──────── Data records ────────

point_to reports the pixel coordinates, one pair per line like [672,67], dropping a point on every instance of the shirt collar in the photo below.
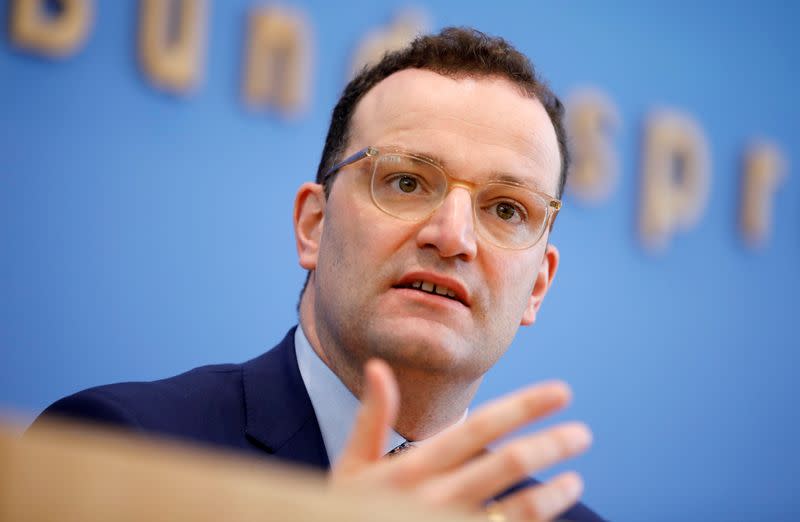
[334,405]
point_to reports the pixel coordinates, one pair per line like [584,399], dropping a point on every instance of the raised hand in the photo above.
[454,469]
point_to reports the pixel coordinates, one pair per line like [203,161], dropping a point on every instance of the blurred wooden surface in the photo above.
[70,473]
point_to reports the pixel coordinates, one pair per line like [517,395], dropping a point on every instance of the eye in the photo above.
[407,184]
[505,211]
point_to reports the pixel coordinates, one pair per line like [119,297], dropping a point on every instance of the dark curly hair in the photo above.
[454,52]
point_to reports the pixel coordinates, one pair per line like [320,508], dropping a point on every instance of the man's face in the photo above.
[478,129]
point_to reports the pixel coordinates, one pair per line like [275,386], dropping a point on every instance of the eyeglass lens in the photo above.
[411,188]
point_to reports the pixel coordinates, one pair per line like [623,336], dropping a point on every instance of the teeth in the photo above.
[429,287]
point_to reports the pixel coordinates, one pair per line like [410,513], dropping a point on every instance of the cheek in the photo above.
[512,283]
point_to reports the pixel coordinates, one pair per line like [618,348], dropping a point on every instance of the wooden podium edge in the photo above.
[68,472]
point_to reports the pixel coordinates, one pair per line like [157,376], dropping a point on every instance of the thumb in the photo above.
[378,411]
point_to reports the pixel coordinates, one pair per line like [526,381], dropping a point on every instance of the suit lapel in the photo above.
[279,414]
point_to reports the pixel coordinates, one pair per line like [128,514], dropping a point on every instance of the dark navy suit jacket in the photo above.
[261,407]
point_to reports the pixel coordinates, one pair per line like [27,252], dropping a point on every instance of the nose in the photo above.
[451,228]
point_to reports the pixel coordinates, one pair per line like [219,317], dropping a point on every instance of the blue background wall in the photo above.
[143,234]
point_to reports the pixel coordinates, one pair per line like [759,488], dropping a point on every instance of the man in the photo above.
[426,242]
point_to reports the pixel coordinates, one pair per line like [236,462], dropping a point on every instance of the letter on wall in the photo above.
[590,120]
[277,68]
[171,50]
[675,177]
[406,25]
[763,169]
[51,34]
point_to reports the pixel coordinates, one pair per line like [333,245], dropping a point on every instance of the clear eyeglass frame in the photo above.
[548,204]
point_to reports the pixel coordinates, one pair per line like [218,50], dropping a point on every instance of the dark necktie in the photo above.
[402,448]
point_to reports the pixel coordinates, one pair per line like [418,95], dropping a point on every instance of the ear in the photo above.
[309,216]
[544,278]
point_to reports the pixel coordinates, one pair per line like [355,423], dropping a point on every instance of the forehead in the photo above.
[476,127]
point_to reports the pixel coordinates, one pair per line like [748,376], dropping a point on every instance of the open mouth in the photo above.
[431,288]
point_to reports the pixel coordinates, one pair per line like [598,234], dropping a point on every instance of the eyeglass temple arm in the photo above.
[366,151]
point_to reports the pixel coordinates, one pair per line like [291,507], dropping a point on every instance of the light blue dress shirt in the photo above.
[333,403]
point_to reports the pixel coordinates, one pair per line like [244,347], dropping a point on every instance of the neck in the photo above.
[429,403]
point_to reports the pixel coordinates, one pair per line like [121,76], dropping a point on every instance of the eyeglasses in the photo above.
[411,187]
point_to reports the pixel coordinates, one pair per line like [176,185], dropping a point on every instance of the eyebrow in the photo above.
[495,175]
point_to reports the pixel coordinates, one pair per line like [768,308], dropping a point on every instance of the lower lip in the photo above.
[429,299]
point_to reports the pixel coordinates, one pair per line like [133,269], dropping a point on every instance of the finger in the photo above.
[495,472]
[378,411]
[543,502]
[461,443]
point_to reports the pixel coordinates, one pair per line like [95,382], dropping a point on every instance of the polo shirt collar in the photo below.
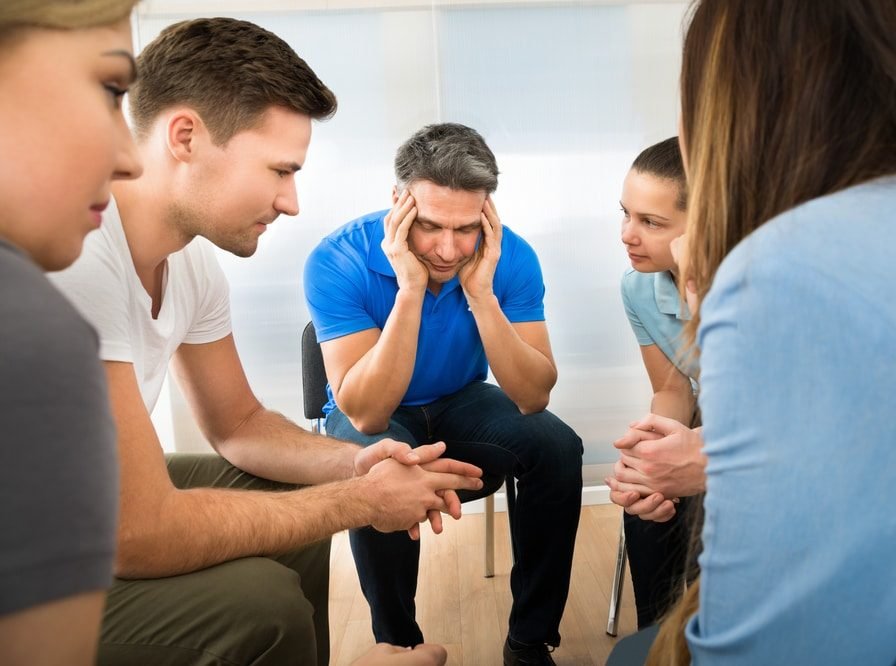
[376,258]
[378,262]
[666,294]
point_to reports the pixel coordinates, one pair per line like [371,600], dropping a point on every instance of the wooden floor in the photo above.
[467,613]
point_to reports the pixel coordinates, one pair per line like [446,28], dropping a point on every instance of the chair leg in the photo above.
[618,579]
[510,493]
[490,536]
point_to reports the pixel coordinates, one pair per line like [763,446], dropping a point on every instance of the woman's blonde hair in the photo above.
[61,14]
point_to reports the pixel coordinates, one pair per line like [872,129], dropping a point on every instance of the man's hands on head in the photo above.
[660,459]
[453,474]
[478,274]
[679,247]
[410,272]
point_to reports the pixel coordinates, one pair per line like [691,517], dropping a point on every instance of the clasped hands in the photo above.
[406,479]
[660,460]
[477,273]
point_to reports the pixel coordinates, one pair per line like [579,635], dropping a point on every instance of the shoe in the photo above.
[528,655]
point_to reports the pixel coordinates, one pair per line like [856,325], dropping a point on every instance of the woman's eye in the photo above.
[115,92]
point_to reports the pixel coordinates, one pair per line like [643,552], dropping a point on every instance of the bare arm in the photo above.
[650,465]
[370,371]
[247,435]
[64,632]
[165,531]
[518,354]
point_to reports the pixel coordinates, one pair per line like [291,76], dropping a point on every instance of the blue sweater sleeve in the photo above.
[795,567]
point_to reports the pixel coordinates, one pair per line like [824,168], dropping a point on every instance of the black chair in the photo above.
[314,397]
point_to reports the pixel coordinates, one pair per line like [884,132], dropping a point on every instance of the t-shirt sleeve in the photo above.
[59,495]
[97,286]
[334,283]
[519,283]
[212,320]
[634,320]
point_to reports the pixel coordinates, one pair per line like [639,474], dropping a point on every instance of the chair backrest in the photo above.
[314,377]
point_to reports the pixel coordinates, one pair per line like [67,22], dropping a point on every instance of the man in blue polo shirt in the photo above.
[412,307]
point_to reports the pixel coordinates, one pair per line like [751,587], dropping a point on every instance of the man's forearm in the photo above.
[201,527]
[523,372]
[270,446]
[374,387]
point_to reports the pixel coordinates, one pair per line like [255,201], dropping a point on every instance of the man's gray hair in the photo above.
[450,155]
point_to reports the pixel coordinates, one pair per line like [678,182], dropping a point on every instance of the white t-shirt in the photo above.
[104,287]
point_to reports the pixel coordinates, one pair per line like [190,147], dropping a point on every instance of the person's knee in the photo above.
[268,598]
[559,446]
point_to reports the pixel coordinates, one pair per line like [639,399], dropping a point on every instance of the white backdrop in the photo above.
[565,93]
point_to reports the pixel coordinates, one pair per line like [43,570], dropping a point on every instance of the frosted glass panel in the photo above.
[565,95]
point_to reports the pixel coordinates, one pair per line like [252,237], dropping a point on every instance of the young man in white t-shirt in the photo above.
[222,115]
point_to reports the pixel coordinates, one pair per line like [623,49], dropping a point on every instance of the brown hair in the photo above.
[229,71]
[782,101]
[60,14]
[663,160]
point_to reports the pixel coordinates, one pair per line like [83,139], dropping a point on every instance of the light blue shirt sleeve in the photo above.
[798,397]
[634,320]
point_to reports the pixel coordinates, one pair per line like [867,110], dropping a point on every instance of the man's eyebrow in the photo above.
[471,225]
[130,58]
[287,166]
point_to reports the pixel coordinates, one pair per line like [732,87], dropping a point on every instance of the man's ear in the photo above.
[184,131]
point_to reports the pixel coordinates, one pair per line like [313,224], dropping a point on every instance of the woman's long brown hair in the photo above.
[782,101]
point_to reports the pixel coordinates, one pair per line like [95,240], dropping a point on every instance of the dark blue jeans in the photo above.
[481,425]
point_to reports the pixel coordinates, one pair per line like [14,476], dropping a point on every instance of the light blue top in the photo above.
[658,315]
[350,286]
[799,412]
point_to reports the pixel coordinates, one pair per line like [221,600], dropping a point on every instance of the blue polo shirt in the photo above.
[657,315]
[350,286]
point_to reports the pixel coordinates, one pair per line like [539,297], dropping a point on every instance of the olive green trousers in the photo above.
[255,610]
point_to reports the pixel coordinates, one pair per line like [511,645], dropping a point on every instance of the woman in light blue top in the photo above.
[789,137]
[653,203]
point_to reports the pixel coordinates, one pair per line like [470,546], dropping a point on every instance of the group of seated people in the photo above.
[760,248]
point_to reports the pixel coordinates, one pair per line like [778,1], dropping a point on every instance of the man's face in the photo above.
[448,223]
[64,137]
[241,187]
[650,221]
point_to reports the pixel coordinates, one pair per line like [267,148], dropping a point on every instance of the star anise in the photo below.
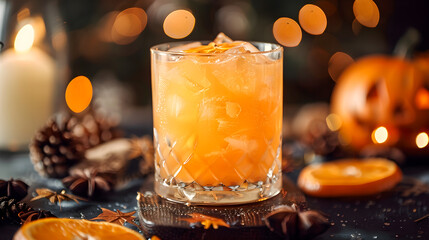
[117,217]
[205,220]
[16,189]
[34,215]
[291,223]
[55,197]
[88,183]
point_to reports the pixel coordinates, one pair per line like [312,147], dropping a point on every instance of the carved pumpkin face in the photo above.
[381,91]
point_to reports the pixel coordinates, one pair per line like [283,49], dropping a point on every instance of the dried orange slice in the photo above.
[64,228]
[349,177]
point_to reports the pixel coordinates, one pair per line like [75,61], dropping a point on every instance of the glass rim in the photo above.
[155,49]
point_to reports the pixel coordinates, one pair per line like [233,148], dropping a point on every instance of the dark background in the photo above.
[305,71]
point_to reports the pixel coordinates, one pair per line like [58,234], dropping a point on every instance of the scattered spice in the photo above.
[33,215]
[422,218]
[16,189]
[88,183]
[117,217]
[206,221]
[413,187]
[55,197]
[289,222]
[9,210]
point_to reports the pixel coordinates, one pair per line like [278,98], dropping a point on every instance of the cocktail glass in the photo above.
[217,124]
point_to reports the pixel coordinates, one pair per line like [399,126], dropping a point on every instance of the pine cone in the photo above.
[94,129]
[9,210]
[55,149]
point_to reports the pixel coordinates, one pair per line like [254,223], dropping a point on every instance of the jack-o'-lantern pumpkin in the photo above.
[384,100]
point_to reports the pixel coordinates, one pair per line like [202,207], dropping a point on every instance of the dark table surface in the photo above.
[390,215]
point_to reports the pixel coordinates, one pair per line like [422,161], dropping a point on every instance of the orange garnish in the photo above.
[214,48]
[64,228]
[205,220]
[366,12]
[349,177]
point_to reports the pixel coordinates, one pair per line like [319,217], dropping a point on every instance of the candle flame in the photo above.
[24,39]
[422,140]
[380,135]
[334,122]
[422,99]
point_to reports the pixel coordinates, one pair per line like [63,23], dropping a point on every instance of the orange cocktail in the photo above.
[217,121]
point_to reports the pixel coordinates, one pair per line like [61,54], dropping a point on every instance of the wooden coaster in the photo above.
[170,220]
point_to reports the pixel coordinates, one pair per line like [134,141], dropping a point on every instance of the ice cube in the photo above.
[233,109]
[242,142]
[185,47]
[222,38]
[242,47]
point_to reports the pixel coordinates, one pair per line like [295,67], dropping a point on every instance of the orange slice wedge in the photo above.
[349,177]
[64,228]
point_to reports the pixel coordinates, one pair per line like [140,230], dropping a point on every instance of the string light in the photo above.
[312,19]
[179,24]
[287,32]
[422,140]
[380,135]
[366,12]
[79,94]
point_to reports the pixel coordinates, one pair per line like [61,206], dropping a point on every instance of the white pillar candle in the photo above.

────────

Write out only those lines of the entries that lie between the line containing "cocktail in the photo above." and the last line, inclusive, reproducing them exactly.

:: Finished task ::
point_to reports the pixel coordinates, one pair per line like [63,23], dropping a point on every instance of the orange cocktail in the photo above.
[217,121]
point_to reports the pixel coordinates, one pair per line like [61,54], dropping a point on every instance of the wooden coaster in the photo above.
[170,220]
point_to reports the pixel coordinates, one pair per line like [134,141], dropping a point on every instance of the ice cube in the photo above.
[233,109]
[242,142]
[185,47]
[222,38]
[242,47]
point_to reports the pixel coordinates, one pair per line like [295,67], dropping a point on every instance of the orange slice wedge in the photo above.
[349,177]
[64,228]
point_to reports the pixel coordinates, one pair per line like [140,230], dropping a point on every instance of the string light in the photo above.
[312,19]
[179,24]
[287,32]
[422,140]
[380,135]
[366,12]
[79,94]
point_to reports the pixel coordinates, one pair per line like [61,206], dropping a point on every instance of the white pillar candle in the photo above.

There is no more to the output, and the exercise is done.